▸ **対象の文献情報**:
文献情報
文献番号
201403004A
報告書区分
総括
研究課題名
ポストミレニアム開発目標のための新保健人材戦略
課題番号
H24-地球規模-一般-008
研究年度
平成26(2014)年度
研究代表者(所属機関)
神馬 征峰(東京大学大学院 医学系研究科国際地域保健学)
研究分担者(所属機関)
- 安岡潤子(東京大学大学院 医学系研究科国際地域保健学 )
- 大塚恵子(東京大学大学院 医学系研究科国際地域保健学 )
- 柴沼 晃(東京大学大学院 医学系研究科国際地域保健学 )
研究区分
厚生労働科学研究費補助金 行政政策研究分野 【補助金】 地球規模保健課題推進研究(地球規模保健課題推進研究)
研究開始年度
平成24(2012)年度
研究終了予定年度
平成26(2014)年度
研究費
5,005,000円
研究者交替、所属機関変更
-
研究報告書(概要版)

▸ **課題の目的**: 文献情報から、「研究分担者(所属機関)」から「行政政策研究分野 【補助金】 地球規模保健課題推進研究(地球規模保健課題推進研究)」までの部分を、両端を含めてそのまま抜き出してください。

▸ **提供資料**:
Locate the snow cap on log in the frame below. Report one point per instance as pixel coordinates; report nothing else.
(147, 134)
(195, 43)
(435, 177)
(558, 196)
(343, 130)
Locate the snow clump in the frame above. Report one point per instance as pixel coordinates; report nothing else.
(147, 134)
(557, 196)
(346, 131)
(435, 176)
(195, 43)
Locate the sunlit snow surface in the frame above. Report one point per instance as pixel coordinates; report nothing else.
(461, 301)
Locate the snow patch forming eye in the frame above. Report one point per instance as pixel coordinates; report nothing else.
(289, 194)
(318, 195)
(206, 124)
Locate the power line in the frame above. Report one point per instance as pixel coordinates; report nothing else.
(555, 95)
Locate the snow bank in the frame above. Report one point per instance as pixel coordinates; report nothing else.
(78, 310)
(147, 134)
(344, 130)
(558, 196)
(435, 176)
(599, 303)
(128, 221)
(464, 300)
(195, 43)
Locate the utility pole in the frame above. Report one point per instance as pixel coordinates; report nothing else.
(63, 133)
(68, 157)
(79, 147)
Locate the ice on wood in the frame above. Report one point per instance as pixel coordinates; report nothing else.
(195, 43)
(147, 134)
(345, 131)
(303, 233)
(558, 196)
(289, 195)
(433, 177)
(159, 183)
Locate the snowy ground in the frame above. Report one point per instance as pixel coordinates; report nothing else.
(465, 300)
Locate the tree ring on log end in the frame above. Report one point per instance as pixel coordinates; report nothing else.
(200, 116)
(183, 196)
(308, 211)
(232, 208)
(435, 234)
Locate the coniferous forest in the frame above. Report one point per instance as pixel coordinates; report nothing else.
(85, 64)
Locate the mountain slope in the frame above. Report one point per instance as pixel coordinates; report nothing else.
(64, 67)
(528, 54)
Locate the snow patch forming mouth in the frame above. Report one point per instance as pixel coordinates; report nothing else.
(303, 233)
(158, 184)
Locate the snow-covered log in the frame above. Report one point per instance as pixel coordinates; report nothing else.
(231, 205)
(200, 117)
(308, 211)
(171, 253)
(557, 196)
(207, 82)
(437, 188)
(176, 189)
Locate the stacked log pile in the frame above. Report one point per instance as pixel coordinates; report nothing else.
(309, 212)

▸ **解答**:
研究分担者(所属機関)
- 安岡潤子(東京大学大学院 医学系研究科国際地域保健学 )
- 大塚恵子(東京大学大学院 医学系研究科国際地域保健学 )
- 柴沼 晃(東京大学大学院 医学系研究科国際地域保健学 )
研究区分
厚生労働科学研究費補助金 行政政策研究分野 【補助金】 地球規模保健課題推進研究(地球規模保健課題推進研究)